::: EXTRACT PROVIDED :::
Jake Roos (born 20 October 1980) is a South African professional golfer.

Roos was born in Pretoria. He was the number one ranked South African amateur golfer before turning professional in 2005 and then joined the Sunshine Tour by finishing 4th at Q-school.

His first victory came at the 2008 Suncoast Classic. His second victory came the following year at the Nedbank Affinity Cup. In 2012, Roos picked up his third victory on Tour at the Platinum Classic after he defeated Chris Swanepoel and Anthony Michael on the fifth hole of a sudden-death playoff. He picked up his second Sunshine Tour victory of the year in June at the Lombard Insurance Classic after defeating Justin Harding in a playoff. Roos entered the final round four shots back of Harding but fired a 63 (−9) to force a playoff. Roos would pick up his third victory of the 2012 season and fifth Sunshine Tour victory overall in November, when he won the Lion of Africa Cape Town Open in a four-man playoff with birdie on the second playoff hole. Roos would pick up his sixth overall Sunshine Tour victory in April 2013 when he won the Golden Pilsener Zimbabwe Open by a single stroke. Roos started the final round four shots back but fired a final round 67 to take the victory.
:::
* [PROMPT 1]: Extract every line of the entries that contains the string "woman". Case counts.
* [PROMPT 2]: Continue the Jake Roos biography from its last sentence.
The Jake Roos biography and the entries are unrelated.
::: DATASET EXCERPTS :::
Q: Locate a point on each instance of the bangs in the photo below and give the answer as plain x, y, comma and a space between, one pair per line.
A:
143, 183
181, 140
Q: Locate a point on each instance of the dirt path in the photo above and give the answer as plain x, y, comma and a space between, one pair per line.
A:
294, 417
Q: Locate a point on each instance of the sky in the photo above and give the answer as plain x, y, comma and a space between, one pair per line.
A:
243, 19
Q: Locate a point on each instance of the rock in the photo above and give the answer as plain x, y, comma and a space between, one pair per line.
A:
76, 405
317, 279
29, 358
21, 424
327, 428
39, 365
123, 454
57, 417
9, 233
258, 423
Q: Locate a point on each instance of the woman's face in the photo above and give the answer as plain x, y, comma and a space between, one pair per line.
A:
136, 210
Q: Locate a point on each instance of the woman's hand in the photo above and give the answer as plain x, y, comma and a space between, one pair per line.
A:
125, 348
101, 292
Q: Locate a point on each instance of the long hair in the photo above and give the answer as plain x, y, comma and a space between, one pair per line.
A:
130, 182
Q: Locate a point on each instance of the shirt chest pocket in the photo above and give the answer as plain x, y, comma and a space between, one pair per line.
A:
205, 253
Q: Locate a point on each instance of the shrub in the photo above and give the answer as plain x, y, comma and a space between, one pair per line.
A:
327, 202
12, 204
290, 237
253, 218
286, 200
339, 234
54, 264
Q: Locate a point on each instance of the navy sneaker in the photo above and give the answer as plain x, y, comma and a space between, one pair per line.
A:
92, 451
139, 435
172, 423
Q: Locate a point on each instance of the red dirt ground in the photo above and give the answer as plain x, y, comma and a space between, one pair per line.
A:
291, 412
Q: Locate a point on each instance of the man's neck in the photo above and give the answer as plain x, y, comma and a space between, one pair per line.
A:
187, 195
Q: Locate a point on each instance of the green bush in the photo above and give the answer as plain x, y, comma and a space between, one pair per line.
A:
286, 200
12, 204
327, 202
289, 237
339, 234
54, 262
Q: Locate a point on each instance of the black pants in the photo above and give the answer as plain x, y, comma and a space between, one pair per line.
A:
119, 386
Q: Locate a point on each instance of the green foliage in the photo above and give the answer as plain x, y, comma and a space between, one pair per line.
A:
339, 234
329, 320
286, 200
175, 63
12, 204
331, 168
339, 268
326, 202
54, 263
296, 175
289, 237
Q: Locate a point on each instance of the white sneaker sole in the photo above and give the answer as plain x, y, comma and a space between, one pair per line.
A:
:::
* [RIGHT ANSWER 1]:
Q: Locate a point on each instance of the woman's face in the photo above and give the answer as plain x, y, comma and a space between, one pair per line.
Q: Locate a point on each instance of the woman's hand in the photo above and give the answer as plain x, y, comma and a space between, one pair per line.

* [RIGHT ANSWER 2]:
In March 2014, he won the Barclays Kenya Open and earned a place on the Challenge Tour for the rest of 2014. He would win a second Challenge Tour title at the Aegean Airlines Championship, Germany in July to secure his European Tour card for 2015.

Roos has also won six tournaments on the Golden State Tour, a mini tour in California.

Professional wins (16)

Sunshine Tour wins (6)

Sunshine Tour playoff record (5–5)

Challenge Tour wins (2)

Other wins (8)
2010 Zurich Open
6 wins on the Golden State Tour
2015 Aegean Airlines Pro-am (Greece)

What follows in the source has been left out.